### Written request A
List every organization named in the text below about construction robotics startups.

### Quoted text
If you pass by a construction site today, you’re likely to see humans on the roof, nailing shingles, laying brick or rolling paint.
Time-travel a few years into the future, however, and there’s a pretty good chance robots will be sharing the workload.
That, at least, is the vision startups and their backers are banking on bringing to fruition. Over the past few years, investors have poured hundreds of millions into startups at the intersection of construction and robotics, Crunchbase data shows.
The startup funding comes amid a period of widespread construction labor shortages alongside rising building costs. Against that backdrop, the pitch from startups — that they can save time, money and risk by automating repetitive tasks — seems an easy sell.
If they can deliver, that is.
Monumental, a Dutch startup developing robots for bricklaying and other construction tasks, is the latest to score a round on this promise. The 3-year-old company picked up $25 million last week in a funding round led by European early-stage investors Plural and Hummingbird.
Salar al Khafaji, Monumental’s co-founder and CEO, said investors’ interest was driven largely by the potential for the startup’s technology to reduce reliance on human labor to build homes.
“We’ve heard so many funds say SaaS was the wave of 2010 to 2020, and the opportunity that’s next will be automation of labor,” he said. “We’re seeing labor shortages everywhere in the industrialized world.”

### Dataset records

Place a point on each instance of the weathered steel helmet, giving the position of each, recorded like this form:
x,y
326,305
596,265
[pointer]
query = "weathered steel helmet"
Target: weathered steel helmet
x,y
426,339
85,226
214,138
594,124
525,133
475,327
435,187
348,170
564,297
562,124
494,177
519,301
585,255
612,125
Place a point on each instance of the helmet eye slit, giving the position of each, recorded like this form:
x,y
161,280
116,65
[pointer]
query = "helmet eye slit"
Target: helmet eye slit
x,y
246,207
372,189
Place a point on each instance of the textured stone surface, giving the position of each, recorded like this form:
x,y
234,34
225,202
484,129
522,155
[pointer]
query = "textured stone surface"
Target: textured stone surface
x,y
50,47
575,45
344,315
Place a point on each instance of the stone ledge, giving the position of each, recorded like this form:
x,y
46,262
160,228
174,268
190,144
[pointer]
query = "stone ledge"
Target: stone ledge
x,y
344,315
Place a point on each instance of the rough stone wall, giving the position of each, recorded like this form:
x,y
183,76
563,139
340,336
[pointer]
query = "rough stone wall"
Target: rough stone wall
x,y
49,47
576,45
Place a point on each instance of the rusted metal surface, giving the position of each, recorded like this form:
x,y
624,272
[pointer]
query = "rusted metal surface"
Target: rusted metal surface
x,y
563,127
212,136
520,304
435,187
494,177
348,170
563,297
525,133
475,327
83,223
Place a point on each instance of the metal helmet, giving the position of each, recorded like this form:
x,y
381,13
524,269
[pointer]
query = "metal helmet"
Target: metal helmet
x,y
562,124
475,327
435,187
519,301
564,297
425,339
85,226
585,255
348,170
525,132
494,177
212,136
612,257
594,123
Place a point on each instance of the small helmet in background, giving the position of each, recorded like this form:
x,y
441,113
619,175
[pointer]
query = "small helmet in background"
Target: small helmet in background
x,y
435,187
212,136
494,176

### Written request B
Collect each line of the entries above that contains the word "background".

### Complete response A
Crunchbase, Monumental, Plural, Hummingbird

### Complete response B
Place a point on each instance of the small helmet in background, giving the position of each, recorded like this form:
query = "small helmet in background"
Target: small helmet in background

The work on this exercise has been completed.